**Work to be completed**.
In the entries below, go to the line containing "Labeling rule: each instance of the front wheel" and repeat it along with every later line, exactly.

**Input material**.
━━━━━━━━
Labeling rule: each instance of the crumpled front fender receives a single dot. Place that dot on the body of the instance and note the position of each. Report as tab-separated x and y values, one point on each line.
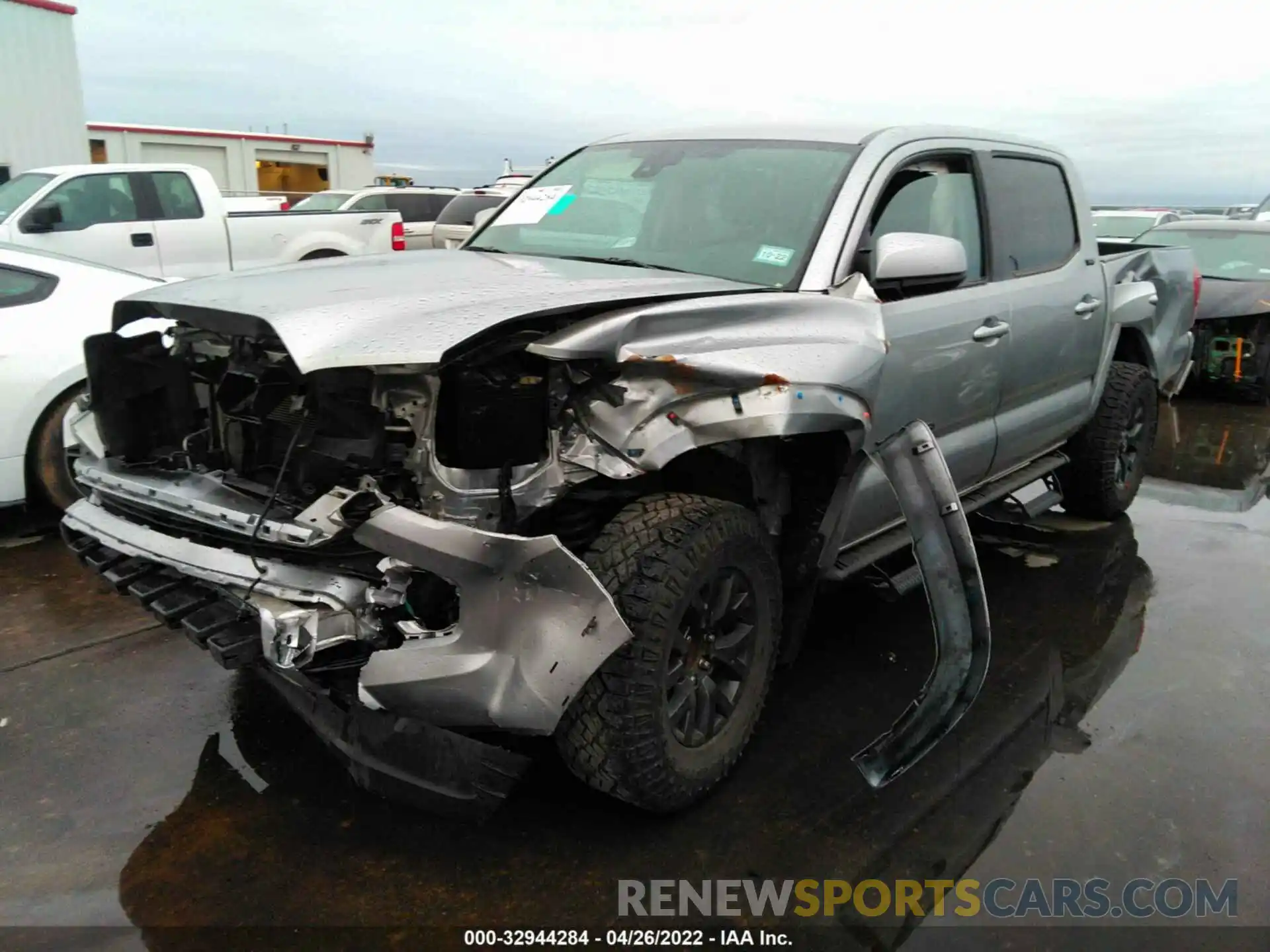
954	589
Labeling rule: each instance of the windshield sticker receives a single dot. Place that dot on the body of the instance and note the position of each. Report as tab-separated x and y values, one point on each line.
774	254
531	205
562	204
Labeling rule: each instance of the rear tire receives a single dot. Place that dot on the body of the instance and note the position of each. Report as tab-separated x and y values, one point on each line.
667	716
50	466
1109	455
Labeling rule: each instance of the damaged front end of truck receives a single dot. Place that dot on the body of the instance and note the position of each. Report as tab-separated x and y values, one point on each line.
389	516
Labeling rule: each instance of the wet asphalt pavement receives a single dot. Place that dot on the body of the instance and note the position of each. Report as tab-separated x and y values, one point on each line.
1124	731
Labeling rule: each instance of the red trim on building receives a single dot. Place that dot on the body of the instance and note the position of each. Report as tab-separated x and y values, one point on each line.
218	134
48	5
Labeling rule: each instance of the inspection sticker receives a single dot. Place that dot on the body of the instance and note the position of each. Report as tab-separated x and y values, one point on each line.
531	205
774	254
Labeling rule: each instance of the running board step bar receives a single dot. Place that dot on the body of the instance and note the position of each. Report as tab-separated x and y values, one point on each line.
854	560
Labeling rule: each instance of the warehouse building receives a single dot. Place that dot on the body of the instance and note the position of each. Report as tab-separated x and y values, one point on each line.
42	125
241	161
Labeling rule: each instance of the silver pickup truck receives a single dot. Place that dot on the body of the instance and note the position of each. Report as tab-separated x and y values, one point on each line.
583	476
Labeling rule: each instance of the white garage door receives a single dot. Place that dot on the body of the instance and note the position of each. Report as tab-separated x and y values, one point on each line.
211	158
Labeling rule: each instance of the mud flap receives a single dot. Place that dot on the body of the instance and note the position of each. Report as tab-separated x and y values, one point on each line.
954	589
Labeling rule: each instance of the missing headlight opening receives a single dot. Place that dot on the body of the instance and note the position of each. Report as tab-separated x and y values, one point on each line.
444	539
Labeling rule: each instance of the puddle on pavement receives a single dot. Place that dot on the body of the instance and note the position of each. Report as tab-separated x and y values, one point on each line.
272	830
318	851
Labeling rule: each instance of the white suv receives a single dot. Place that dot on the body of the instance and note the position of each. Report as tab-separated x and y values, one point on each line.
419	207
455	222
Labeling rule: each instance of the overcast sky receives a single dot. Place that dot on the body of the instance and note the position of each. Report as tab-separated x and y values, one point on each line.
1155	100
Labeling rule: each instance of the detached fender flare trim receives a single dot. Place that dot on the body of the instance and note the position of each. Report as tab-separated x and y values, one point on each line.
917	471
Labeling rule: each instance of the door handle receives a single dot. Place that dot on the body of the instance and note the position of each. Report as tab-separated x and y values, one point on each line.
991	331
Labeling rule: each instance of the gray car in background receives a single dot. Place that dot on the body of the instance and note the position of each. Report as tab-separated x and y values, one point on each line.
1123	225
583	476
458	221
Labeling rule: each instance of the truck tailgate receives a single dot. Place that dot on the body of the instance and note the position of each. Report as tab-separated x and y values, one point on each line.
1155	290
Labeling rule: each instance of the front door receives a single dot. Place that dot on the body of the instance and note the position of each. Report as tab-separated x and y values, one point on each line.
101	221
937	368
1057	320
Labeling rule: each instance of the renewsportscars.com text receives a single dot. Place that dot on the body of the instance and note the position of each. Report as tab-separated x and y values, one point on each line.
1000	898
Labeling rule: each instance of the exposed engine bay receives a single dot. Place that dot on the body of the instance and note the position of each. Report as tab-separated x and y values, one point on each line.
239	407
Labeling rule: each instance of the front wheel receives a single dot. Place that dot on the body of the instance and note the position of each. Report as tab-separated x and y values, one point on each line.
1109	455
666	717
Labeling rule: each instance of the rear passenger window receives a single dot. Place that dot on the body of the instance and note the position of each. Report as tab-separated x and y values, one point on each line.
370	204
1033	220
177	196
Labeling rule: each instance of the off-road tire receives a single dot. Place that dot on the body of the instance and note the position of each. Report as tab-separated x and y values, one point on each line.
48	456
1090	481
653	557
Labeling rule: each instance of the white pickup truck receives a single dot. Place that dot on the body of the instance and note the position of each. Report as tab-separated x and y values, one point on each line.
171	221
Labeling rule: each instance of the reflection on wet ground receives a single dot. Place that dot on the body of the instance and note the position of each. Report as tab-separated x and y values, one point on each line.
1122	733
1216	456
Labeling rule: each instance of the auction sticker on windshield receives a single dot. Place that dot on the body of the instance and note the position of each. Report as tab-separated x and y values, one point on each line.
531	205
774	254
━━━━━━━━
**Solved problem**.
Labeling rule: each instance of the front wheel receives a single dot. Place that dot on the body of the instance and note the position of each. Report as tab-separated x and y values, one point on each line.
1109	455
666	717
Labeling rule: each instance of the rear passenger window receives a single dot. Place that dot on the body of the instance and note the position of each. Report as tab-separated x and y values, one point on each line.
370	204
1033	220
177	196
Labeling rule: each instance of the off-road tire receives a single dot. Place that dot on the body of the instance and note the position of each. Report as tab-separated x and y values, one point on each line.
48	456
1090	481
653	557
Labeling rule: each instance of the white pickup truck receives a single dot. Place that dot on the body of the instance and note the position of each. Report as tab-separated x and y values, one point on each line.
171	221
Labeling rule: each instance of the reflection on wet ground receives a single dot. Place that dot on the body of the instance and note the position of each. Report as tab-separated x and y values, one point on each line.
1122	733
1216	456
Labeling rule: each instance of the auction sticker on windshield receives a single dot. Place that dot on the body of the instance and note the position of each. Report as tab-separated x and y values, one point on each line.
531	205
774	254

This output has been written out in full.